- [Your tasks]:
- A) Answer these questions from the Equilibrium text:
(i) Who votes on proposals to change the framework's parameters?
(ii) Which oracles does the framework use to get market data on-chain?
(iii) Which value serves as the final reference price in the on-chain calculations?
- B) Render the rows that follow the Equilibrium text as a Markdown table with the columns No. and Entry. Put one line in each table row and leave out blank lines.

- [Text extract]:
* Begin *

Equilibrium’s global risk parameters are configured by a governance mechanism, which means that NUT holders get to vote on proposals to change the framework’s parameters. If the majority agrees on new parameters, those become the norm.
Another important aspect of the Governance contract is the ability of NUT token holders to direct the liquidity pool to additional revenue streams available inside the EOS ecosystem, including (but not limited to): EOS REX resource lending, EOS block producer voting, and profit sharing.
Last but not least: the Governance contract allows NUT token holders to create proposals and vote on them for effective decentralized autonomous management of the entire framework.
Rates contract
The Equilibrium framework provides access to real-time market prices thanks to its rates smart contract. Any third party account or smart contract can subscribe to the price feed and receive timely updates required for business logic. Outside of accurately knowing collateral prices for risk management, the Equilibrium framework needs relevant prices for the NUT utility token to calculate the corresponding fees within the framework.
The Equilibrium framework works with Oraclize (now called Provable), Delphi Oracle, and Liquid Apps oracles to obtain timely market data on-chain. The system uses three different oracles for redundancy and calculates the median rate based on the data provided by these oracles. The median value is a final reference price used in all of the on-chain calculations.

* End *

- [Supplied records]:
* Begin *

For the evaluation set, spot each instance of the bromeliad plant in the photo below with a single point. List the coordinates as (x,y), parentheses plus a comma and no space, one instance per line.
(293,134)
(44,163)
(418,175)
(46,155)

* End *

- [Solutions below]:
- A)
(i) NUT holders.
(ii) Oraclize (now called Provable), Delphi Oracle, and Liquid Apps oracles.
(iii) The median value, calculated from the data the three oracles provide.

- B)
| No. | Entry |
|---|---|
| 1 | For the evaluation set, spot each instance of the bromeliad plant in the photo below with a single point. List the coordinates as (x,y), parentheses plus a comma and no space, one instance per line. |
| 2 | (293,134) |
| 3 | (44,163) |
| 4 | (418,175) |
| 5 | (46,155) |